** START OF Source material **
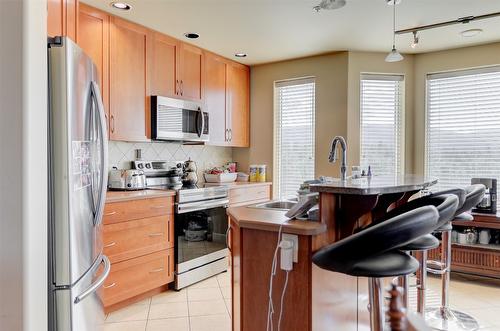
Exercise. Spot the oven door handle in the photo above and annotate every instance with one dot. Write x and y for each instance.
(201, 205)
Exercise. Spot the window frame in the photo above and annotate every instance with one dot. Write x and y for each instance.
(447, 74)
(402, 143)
(276, 110)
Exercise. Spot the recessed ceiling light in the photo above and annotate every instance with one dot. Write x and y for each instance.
(121, 5)
(471, 32)
(191, 35)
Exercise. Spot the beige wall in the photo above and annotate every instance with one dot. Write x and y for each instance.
(330, 72)
(369, 62)
(460, 58)
(337, 100)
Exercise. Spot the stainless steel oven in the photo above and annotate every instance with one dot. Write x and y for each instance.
(175, 119)
(201, 227)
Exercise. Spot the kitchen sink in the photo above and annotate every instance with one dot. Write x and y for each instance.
(276, 205)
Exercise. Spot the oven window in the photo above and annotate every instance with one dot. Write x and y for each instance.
(200, 233)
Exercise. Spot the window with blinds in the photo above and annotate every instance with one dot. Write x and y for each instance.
(381, 123)
(294, 135)
(463, 126)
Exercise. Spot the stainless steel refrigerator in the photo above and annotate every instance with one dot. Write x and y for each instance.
(78, 149)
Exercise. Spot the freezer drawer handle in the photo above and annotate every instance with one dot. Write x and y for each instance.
(156, 270)
(98, 283)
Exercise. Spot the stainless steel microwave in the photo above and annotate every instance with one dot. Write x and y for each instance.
(175, 119)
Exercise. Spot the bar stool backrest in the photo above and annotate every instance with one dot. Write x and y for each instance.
(380, 238)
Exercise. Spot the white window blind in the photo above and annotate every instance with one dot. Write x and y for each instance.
(463, 126)
(294, 135)
(381, 123)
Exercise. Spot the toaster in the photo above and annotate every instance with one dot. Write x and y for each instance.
(127, 180)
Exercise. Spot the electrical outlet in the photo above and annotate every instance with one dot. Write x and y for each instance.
(295, 239)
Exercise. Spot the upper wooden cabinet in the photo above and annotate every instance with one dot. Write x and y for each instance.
(128, 52)
(93, 38)
(215, 98)
(164, 72)
(62, 18)
(191, 68)
(238, 104)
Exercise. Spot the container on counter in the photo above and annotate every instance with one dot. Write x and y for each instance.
(253, 172)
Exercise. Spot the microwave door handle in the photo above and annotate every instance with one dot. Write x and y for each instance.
(104, 151)
(98, 283)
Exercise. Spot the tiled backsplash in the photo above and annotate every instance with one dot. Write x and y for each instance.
(121, 153)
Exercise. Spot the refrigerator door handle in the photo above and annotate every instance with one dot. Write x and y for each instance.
(96, 93)
(98, 283)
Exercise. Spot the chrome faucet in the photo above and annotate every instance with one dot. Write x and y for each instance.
(333, 155)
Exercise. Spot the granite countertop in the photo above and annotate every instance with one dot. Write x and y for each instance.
(375, 185)
(270, 220)
(117, 196)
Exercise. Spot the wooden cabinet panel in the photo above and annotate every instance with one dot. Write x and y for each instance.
(93, 38)
(247, 195)
(215, 98)
(131, 239)
(136, 276)
(62, 18)
(129, 114)
(191, 68)
(164, 73)
(131, 210)
(238, 85)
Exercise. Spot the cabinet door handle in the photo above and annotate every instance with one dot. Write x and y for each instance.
(156, 270)
(113, 123)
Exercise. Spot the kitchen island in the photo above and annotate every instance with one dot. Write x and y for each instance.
(315, 299)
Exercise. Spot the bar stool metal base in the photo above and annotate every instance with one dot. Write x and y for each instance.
(446, 319)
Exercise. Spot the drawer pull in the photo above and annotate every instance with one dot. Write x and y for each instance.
(156, 270)
(157, 234)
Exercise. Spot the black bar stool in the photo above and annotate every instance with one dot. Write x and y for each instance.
(444, 318)
(374, 253)
(446, 205)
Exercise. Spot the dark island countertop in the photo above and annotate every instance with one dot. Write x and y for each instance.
(375, 185)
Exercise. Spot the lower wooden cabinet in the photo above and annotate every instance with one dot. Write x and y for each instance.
(138, 275)
(138, 238)
(248, 194)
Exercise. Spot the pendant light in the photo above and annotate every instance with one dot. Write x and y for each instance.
(394, 55)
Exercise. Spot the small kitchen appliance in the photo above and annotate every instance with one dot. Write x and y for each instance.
(489, 203)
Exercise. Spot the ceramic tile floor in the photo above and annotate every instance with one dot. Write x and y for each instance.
(206, 306)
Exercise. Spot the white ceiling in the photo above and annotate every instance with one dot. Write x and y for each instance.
** END OF Source material **
## Instructions to follow
Copy exactly, word for word, the line with "Exercise. Spot the kitchen island" through the final line of the listing.

## Response
Exercise. Spot the kitchen island in the photo above and annotate every instance with one dot. Write x and y for each instance.
(315, 299)
Exercise. Spot the bar stool metal base in the photo above and annotate every instance with one dot. Write x and y for each instance.
(446, 319)
Exercise. Spot the drawer pull in the photo above and annotate every instance with one dot. Write x and y for each instance.
(156, 270)
(157, 234)
Exercise. Spot the black bar stool in the photo above and annotate every instance with one dot. Write x and y for each instance.
(444, 318)
(374, 253)
(446, 205)
Exercise. Spot the dark island countertop in the photo above and annotate every instance with one dot. Write x and y for each instance.
(375, 185)
Exercise. Spot the lower wooden cabinet in the photo above and annotate every instance with one dot. Write x and y for each instance.
(138, 275)
(138, 238)
(248, 194)
Exercise. Spot the pendant light in the photo above and annotate every instance with one dot. Write x and y for each instance.
(394, 55)
Exercise. Spot the small kitchen appliance in the photo above and annotate every instance with one dot. Write x and y for each instance.
(489, 203)
Exercise. Spot the ceramic tile floor in the photo above and annotate every instance with one dot. Write x and y for each instance.
(206, 306)
Exercise. Spot the white ceiling in the photo above and annotate every instance with one dot. Write x and y for each instance.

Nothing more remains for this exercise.